**PAGE:**
★ ★ ★

A review, and an award



Austenland, by Shannon Hale





I was looking for something lighthearted after Handle With Care, and Mrs Dalloway.
But you know, something enjoyable to read. Unfortunately, Austenland didn't really live up to what I hoped it would be.

Jane, a 30-something New Yorker is obsessed with the BBC version of Pride and Prejudice _ and Colin Firth's Mr Darcy in particular. She believes it what keeps her from foring a real relationship, and so when an aunt leaves her a holiday to Austenland _ a kind of theme park/performance home stay in Britain _ Jane takes it to try and deal with the obsession once and for all.

And so begins nearly 200 pages of vague waffling. Honestly, if the book had been longer, I wouldn't have bothered finishing it. The only reason I did was because it only took a couple of hours.

And ... is it me? I seem to be saying "I don't get it" in my reviews an awful lot lately. But I don't get it. I mean, I kind of get the whole Colin Firth/Mr Darcy thing, but I got almost no sense of Jane at all. And Pembroke Park, where the Jane Austen experience happens?
Totally don't get it at all.

Actors fulfill roles of archetypes in Jane Austen novels, and provide a bit of a thrill for the holidaymakers _ usually women looking for their own Darcy.

Jane has a fling with a garderner, waffles over the Darcy character for a bit ... and goes home.

And I'm sorry, but STOP calling the author "Austen!!!!!!!!!!!" That really grated on me the whole time. Who refers to authors by their surnames? Really? Call her Jane Austen.

So two books in a row like that have made me a mite grumpy. I have now started The Adoration of Jenna Fox, and so far, so good.











Now for the award :)

Gavin at http://page247.wordpress.com/ very kindly gave me this award, that I keep forgetting to blog about.

Here's the deal:
If you wish to spread the sisterhood spirit:
1) Post the award on your blog.
2) Remember to link to the person who gave you the award.
3) Give the award to up to ten women who show great attitude and/or gratitude.
4) Link their blogs to your post.
5) Let them know you have given them the award.

I'm touched, and I do love getting awards, and suchlike, but I really, truly suck at passing them on. But since I suck at passing these things on ... if you read here, consider yourself part of the sisterhood :)


6 comments:

jessi said...

★ ★ ★

**DATASET RECORDS:**
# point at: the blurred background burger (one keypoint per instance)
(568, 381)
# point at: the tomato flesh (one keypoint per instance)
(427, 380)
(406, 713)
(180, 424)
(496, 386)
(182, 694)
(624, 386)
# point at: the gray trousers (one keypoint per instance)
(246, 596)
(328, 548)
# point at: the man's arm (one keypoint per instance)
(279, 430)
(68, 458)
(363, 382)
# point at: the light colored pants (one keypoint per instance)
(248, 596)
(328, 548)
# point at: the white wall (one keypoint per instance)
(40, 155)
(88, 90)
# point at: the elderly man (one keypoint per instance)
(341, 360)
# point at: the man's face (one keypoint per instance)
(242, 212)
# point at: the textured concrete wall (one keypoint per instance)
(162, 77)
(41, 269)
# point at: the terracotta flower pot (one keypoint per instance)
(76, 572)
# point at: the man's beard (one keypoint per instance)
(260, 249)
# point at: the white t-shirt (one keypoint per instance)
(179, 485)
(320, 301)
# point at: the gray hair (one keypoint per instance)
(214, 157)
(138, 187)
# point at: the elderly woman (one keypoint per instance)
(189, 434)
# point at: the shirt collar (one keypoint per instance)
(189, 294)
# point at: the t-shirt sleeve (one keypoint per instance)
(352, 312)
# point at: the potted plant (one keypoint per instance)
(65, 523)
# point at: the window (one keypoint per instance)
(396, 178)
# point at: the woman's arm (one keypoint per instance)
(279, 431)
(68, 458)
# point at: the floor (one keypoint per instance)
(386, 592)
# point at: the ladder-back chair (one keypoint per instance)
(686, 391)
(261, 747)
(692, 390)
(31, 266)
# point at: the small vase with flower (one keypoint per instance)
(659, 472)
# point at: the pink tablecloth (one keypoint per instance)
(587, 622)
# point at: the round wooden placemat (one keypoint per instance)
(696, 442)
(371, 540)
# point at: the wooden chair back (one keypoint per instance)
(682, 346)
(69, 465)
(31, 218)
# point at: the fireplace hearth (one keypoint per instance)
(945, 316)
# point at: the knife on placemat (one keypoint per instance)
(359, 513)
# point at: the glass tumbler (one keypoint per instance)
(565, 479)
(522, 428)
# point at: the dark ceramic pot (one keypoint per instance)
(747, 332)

★ ★ ★

**SHORT TASK A:** In the Austenland review, which book did the writer start next?
**SHORT TASK B:** Write the next part of the Austenland review page, picking up after its last line.

**RESULT A:** The Adoration of Jenna Fox

**RESULT B:**
Congrats on the award! And it's not just you: I found Austenland annoying as well. It was a great idea, but it wasn't as good as I had hoped it would be. That's why I gave my copy away. :)

libritouches said...

*tentatively raises hand* I refer to authors by surname in my reviews. Not having read the book I can't say if has any contextual grounds, but calling authors (well-known people in general, actually) by their surname happens all the time. *pause* I may be reading too much into your paragraph, though...

I think I also know the feeling of 'I don't get it'. I've noticed saying it a lot in recent book reviews myself. Comes paired with the same question of 'is it me?' So no need to feel alone!

Hope you'll be able to continue to enjoy the book you're reading now!

Maree said...

Jessi: I'm glad it wasn't just me
libritouches: Come to think of it, I probably do the same thing. But I think I'd call Jane Austen by her full name, for some reason. I have no idea why.

Staci said...

Congrats on the Sisterhood Award. I liked Austenland but hey I love everything Austen!! LOL!!

libritouches said...

My best guess would be that it's shorthand, possibly combined with a degree of formality, possibly even respect. Actually quite an interesting topic to think about! ^-^

Maree said...

libritouches: I was thinking about it this morning, actually, while waiting for the bus.
I routinely use author surnames in reviews, but if I'm just talking about them in general, I use their full names. I think what irritated me was the fact they called her Austen the whole time. The same thing got on my nerves when I watched The Jane Austen Book Club.